■ **TEXT PASSAGE**:
····················
Making a correct diagnosis is the central cognitive endeavor of every clinician, since an accurate diagnosis usually leads to appropriate treatment. As PAs and NPs, we dread missing a diagnosis: jaw pain that turns out to be angina or back pain that ends up being an aortic aneurysm. And then of course, there are preventable infections and medication errors.
Several studies in the medical literature indicate that misdiagnosis occurs in 15% to 20% of all cases; in half of these, the patient is harmed. The vast majority of misdiagnoses, about 80%, are due to cognitive errors—in other words, errors in thinking!
This was recently brought home to me through an online course required by my malpractice insurance carrier. The focus was cognitive errors in diagnosis. Prior to starting, I expected it to be a no brainer. After all, every clinician knows what malpractice entails and how best to avoid it, right? We have attended CME courses and read plenty of articles on the topic.
····················
(Point localization data)

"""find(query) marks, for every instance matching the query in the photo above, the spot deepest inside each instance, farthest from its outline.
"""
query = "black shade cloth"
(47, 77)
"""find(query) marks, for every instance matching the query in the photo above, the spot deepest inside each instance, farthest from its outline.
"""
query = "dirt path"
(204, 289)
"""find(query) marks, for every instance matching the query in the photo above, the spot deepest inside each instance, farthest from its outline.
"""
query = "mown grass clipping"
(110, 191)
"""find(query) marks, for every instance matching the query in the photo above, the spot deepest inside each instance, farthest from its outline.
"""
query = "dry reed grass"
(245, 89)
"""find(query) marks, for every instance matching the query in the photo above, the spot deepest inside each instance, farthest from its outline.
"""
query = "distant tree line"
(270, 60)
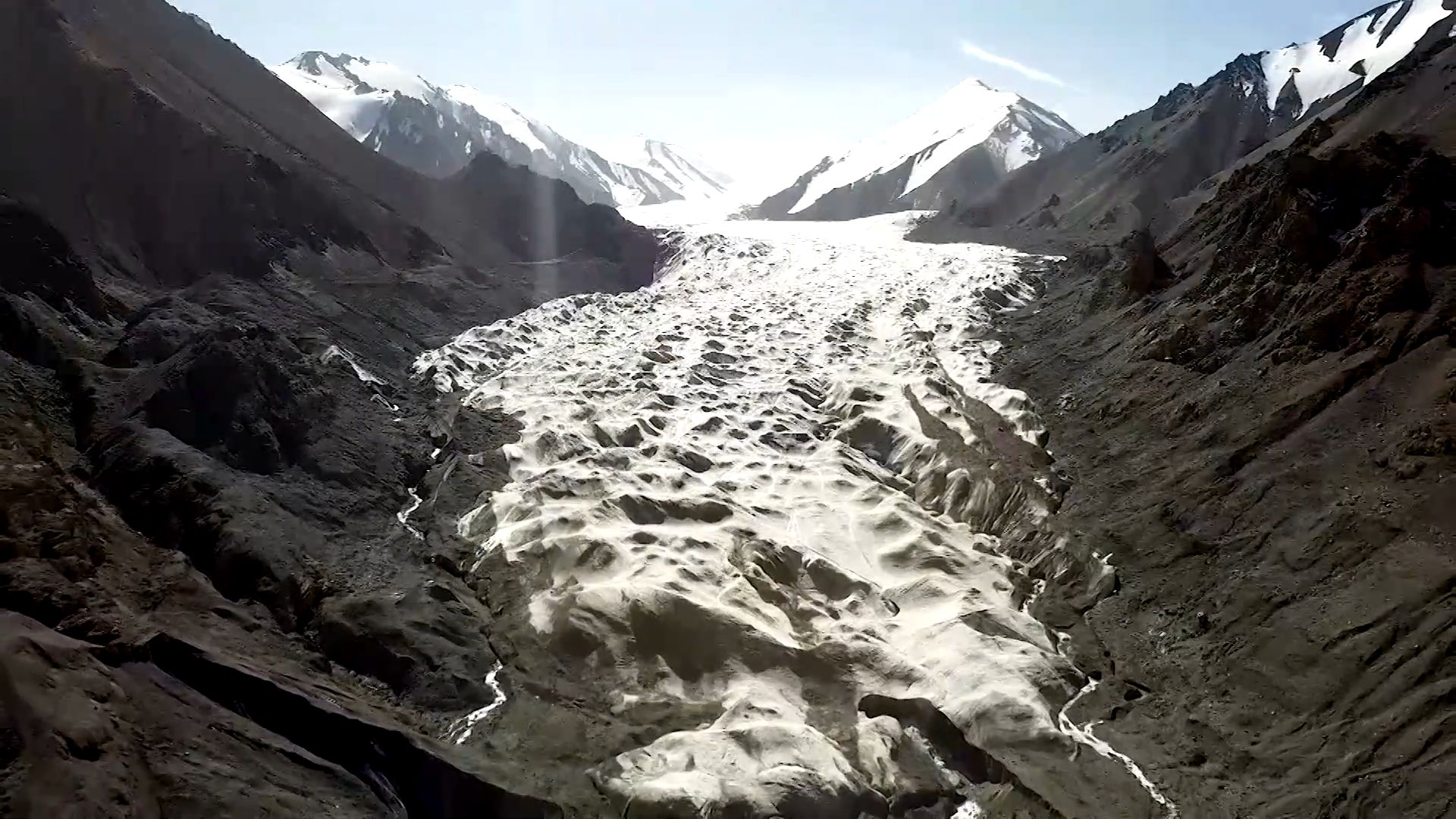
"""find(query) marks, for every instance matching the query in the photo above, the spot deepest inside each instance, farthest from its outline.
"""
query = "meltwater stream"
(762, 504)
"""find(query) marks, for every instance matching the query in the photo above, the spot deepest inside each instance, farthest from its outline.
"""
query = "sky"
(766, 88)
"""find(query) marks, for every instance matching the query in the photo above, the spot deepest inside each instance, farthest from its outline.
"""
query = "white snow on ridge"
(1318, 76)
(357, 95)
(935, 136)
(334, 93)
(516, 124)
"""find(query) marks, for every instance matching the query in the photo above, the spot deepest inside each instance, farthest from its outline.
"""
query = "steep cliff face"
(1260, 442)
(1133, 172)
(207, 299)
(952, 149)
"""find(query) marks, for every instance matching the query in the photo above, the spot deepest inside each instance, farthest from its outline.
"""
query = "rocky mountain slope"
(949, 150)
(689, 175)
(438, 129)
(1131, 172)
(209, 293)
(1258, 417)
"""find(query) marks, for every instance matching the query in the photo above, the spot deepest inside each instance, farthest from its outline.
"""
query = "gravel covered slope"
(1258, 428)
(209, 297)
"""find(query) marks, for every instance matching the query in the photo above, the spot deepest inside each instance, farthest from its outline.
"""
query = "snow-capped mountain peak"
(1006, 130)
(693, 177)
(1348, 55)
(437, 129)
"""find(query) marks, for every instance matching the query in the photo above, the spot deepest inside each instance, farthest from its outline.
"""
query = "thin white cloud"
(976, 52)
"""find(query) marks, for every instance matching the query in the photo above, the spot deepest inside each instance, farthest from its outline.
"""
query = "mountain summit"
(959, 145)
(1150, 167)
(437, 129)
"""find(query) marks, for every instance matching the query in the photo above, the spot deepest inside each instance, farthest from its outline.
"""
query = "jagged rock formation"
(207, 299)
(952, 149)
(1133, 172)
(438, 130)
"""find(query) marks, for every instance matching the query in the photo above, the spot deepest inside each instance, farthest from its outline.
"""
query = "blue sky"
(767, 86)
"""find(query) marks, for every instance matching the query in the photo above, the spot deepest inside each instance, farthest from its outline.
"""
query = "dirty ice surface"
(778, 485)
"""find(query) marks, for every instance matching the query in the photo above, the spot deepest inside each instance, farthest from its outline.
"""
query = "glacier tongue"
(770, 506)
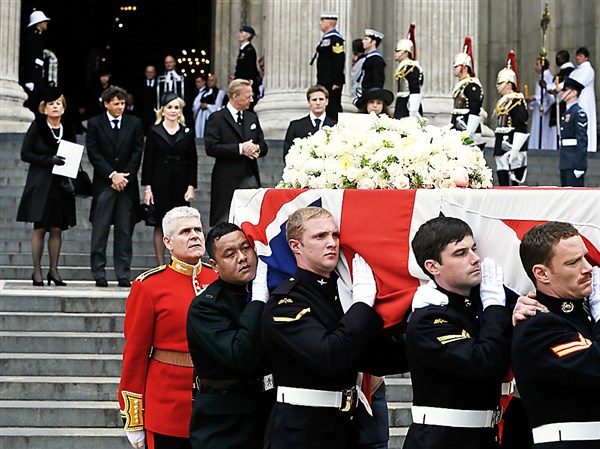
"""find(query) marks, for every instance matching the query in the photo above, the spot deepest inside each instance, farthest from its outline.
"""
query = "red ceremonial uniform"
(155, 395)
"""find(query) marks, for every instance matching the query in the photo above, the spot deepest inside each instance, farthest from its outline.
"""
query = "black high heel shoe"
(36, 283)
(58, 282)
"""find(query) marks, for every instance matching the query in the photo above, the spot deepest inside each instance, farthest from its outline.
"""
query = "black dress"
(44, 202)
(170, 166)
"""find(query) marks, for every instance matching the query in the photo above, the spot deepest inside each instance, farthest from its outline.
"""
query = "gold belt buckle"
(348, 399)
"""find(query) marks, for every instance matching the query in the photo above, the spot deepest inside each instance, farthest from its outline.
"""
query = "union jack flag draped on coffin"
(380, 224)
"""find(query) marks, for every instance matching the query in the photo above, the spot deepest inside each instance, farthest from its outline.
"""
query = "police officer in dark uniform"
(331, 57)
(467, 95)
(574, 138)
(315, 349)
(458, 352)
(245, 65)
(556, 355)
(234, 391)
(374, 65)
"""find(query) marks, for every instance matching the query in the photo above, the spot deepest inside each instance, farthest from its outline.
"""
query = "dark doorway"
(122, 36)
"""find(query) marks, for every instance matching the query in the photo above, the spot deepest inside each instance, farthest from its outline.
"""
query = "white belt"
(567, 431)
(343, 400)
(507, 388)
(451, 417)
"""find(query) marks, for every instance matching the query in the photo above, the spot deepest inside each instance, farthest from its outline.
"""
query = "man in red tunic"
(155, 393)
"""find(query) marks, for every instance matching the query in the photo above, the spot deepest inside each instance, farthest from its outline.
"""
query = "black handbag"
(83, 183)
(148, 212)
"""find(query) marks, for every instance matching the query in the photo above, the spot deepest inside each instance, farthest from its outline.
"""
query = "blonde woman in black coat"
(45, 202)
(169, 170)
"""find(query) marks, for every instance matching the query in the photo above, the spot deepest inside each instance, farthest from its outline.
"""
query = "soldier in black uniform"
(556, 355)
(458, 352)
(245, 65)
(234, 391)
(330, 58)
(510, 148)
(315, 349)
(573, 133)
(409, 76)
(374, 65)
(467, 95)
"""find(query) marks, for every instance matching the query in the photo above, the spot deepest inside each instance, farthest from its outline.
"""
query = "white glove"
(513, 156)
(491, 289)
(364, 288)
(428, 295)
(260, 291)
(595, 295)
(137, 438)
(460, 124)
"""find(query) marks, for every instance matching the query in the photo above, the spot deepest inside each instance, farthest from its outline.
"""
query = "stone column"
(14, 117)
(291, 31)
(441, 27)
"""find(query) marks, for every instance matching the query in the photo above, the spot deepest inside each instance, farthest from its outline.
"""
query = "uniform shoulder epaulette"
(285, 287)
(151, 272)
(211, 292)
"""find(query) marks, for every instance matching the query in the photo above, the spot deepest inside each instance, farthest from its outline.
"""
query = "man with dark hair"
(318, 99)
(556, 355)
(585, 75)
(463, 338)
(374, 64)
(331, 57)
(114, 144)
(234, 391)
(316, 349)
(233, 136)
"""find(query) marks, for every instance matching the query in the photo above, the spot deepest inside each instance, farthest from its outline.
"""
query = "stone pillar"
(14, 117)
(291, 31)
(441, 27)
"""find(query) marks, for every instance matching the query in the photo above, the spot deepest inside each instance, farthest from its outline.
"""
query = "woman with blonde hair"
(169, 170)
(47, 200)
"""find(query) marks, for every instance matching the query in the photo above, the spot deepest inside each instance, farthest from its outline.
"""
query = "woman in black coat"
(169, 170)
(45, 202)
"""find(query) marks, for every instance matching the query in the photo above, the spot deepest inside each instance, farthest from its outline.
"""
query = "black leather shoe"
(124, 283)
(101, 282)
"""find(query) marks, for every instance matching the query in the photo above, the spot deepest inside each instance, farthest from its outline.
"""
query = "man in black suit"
····················
Pick up the text on cognitive errors in diagnosis after its last sentence and continue it. The items have no connection to the text on diagnostic errors.

■ **REPLY**:
Well, this course was different and had a rather sobering effect on me. As a result, I started to ponder the process we go through to establish a diagnosis.
For the most part, formulating a diagnosis is largely subconscious, and our ability to do it increases with experience.1 The normative model is Bayes’ theorem, an application of conditional probabilities. Clinicians use information on the prevalence of various clinical features in different disease entities to determine the probability that a particular condition is present. The theorem is considered a milestone in logical reasoning and a conquest of statistical inference, although it is still treated with suspicion by most clinicians.
What makes this method potentially impractical is the complexity of the calculations and the fact that not all required information may be readily available. Would you agree that it is impossible to search for and consider all required information or evaluate all possible hypotheses? Therefore, the search for the correct clinical diagnosis is limited to satisfactory explanations within the constraints of the clinical environment.2
Another model for clinical diagnosis is the hypothetico-deductive model. Clinicians achieve a diagnosis by generating multiple competing hypotheses from initial patient cues and collecting data to confirm or refute each. This model has been validated through empirical studies.3 Most clinicians, in my experience, use a combination of intuitive, reflective, and analytical problem solving, with some approaches given more emphasis than others.